**Job**
Please set down every one of the following items word for word, without changing anything.

[Entries from an annotation dataset]
__________________________________________________

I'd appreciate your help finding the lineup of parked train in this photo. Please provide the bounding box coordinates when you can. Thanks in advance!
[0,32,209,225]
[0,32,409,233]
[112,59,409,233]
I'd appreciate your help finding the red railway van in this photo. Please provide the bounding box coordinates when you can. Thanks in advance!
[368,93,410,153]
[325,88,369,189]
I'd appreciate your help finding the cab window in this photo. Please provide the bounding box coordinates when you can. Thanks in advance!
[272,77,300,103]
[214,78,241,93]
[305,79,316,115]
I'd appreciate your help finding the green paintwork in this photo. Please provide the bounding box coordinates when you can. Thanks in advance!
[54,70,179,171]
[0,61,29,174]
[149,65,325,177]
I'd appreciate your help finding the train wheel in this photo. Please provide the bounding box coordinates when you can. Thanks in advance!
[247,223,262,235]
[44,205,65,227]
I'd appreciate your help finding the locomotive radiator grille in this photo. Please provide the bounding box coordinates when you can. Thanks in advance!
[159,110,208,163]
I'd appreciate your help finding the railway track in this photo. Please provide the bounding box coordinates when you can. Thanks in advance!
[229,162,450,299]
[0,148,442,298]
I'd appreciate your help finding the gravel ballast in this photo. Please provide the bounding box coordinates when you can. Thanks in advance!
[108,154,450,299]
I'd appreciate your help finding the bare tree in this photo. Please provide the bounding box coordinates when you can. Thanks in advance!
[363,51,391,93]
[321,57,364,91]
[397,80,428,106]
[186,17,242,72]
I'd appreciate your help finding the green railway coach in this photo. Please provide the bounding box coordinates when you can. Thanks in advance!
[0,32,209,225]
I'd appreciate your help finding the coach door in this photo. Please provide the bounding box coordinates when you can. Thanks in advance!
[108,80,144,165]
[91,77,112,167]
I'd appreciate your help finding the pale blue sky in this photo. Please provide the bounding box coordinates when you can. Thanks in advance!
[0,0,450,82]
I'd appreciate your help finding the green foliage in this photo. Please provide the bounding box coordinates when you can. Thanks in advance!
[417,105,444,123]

__________________________________________________

**Worked answer**
I'd appreciate your help finding the lineup of parked train in this photo. Please provide the bounding box coordinates when you can. Thanks in advance!
[0,32,209,225]
[0,32,409,233]
[112,59,409,233]
I'd appreciate your help finding the red railway van in this photo. Please provide the bounding box coordinates when you can. Thanks in advance!
[368,93,410,153]
[325,88,369,189]
I'd appreciate your help finding the cab window in this photo. Please provide the bounding box coordinates when you can. Thanks in advance!
[272,77,300,103]
[214,78,241,93]
[305,79,316,115]
I'd appreciate your help finding the green paintwork in this photo. Please provide the bounding box coordinates when you can. Thanks in advance!
[54,70,179,171]
[0,61,29,174]
[149,65,325,177]
I'd appreciate your help finding the train wheel in this photo. Please provide the bounding box coordinates when you can. Thanks in advance!
[247,223,262,235]
[44,205,65,227]
I'd appreciate your help finding the locomotive radiator grille in this photo. Please provide the bounding box coordinates when you can. Thanks in advance!
[159,110,208,163]
I'd appreciate your help finding the railway track in this photo. Please provide the bounding box coordinates when you can. Thanks in advance!
[229,162,450,299]
[0,148,442,298]
I'd appreciate your help finding the gravel ballast in this photo. Please provide the bounding box coordinates when you can. Thanks in advance!
[108,154,450,299]
I'd appreciate your help finding the bare tree in this photo. Please provide the bounding box coordinates when you can. Thanks in advance!
[363,51,391,93]
[321,57,364,91]
[397,80,428,106]
[186,17,242,72]
I'd appreciate your help finding the green railway coach in this photo. Please provide the bounding box coordinates when you can. Thanks in advance!
[0,32,209,225]
I'd appreciate your help finding the coach door in this photo. Please provide the bounding box coordinates when you can. Thanks in advance!
[108,80,144,165]
[91,77,112,167]
I'd appreciate your help finding the pale blue sky in this photo. Please provide the bounding box coordinates when you can. Thanks in advance!
[0,0,450,82]
I'd appreciate your help finding the green foliage in this photo. Please provide the bounding box coordinates when you can. Thanks in advance!
[417,105,444,123]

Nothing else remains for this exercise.